### [Gestellte Aufgabe 1]
Gib den Text über die Drohne im Sachsenwald wortgetreu wieder, von „Aumühle/Wohltorf. Flynex will“ bis einschließlich „dem Start programmiert.“.

### [Ausgewählter Abschnitt]
%%

Aumühle/Wohltorf. Flynex will die Forstwirtschaft revolutionieren. Künstliche Intelligenz stellt Sturmschäden oder Befall von Schädlingen fest.

Der schwarze Punkt, der über dem Gehölz im Sachsenwald umher surrt, wird plötzlich größer und nähert sich mit unerwarteter Geschwindigkeit dem Feld am Börnsener Weg, punktgenau landet die Drohne auf einer kreisförmigen, orangefarbenen Matte. Außer sie zu überwachen hat Pilot Christian Georgi nicht viel zu tun. Denn die Route des 25.000 Euro teuren Gerätes hatte sein Chef Andreas Dunsch bereits vor dem Start programmiert.

Die Drohne fliegt vollautomatisch: Mit Start und Landeanflug ist sie acht Minuten in 75 Meter Höhe unterwegs, überfliegt dabei zwei Hektar Wald mit eine Geschwindigkeit von fünf Metern pro Sekunde und macht insgesamt 166 Fotos von der Landschaft unter sich. Möglichen Hindernissen würde sie eigenständig ausweichen oder in der Luft stehenbleiben.

%%

[Einträge aus einem Annotationsdatensatz]
%%

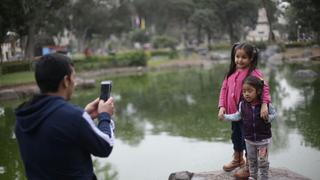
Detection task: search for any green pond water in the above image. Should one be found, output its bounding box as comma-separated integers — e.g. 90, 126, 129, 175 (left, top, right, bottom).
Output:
0, 61, 320, 180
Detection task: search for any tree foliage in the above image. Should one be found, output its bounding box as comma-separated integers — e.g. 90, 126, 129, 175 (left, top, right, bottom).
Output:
287, 0, 320, 42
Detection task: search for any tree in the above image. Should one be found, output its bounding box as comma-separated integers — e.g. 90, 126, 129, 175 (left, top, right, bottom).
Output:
70, 0, 131, 51
262, 0, 277, 42
212, 0, 258, 44
287, 0, 320, 42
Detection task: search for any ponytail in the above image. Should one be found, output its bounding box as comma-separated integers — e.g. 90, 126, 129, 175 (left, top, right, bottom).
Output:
226, 42, 240, 78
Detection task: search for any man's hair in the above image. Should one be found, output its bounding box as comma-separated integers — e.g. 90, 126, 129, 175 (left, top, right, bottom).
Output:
35, 53, 73, 93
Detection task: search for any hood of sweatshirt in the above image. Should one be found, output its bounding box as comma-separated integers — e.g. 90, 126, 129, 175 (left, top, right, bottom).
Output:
15, 95, 66, 133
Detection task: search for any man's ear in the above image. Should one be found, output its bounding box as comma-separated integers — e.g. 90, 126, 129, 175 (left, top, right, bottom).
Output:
62, 75, 70, 88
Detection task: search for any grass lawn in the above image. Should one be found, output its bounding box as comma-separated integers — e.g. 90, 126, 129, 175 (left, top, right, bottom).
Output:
0, 71, 35, 86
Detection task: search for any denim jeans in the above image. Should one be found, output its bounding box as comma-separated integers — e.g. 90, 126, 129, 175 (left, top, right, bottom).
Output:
231, 121, 246, 152
246, 142, 269, 180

%%

### [Gestellte Aufgabe 2]
Führe jede Zeile auf, in der das Wort „tree“ vorkommt.

### [Vollständige Ausgabe 1]
Aumühle/Wohltorf. Flynex will die Forstwirtschaft revolutionieren. Künstliche Intelligenz stellt Sturmschäden oder Befall von Schädlingen fest.

Der schwarze Punkt, der über dem Gehölz im Sachsenwald umher surrt, wird plötzlich größer und nähert sich mit unerwarteter Geschwindigkeit dem Feld am Börnsener Weg, punktgenau landet die Drohne auf einer kreisförmigen, orangefarbenen Matte. Außer sie zu überwachen hat Pilot Christian Georgi nicht viel zu tun. Denn die Route des 25.000 Euro teuren Gerätes hatte sein Chef Andreas Dunsch bereits vor dem Start programmiert.

### [Vollständige Ausgabe 2]
Detection task: search for any tree foliage in the above image. Should one be found, output its bounding box as comma-separated integers — e.g. 90, 126, 129, 175 (left, top, right, bottom).
Detection task: search for any tree in the above image. Should one be found, output its bounding box as comma-separated integers — e.g. 90, 126, 129, 175 (left, top, right, bottom).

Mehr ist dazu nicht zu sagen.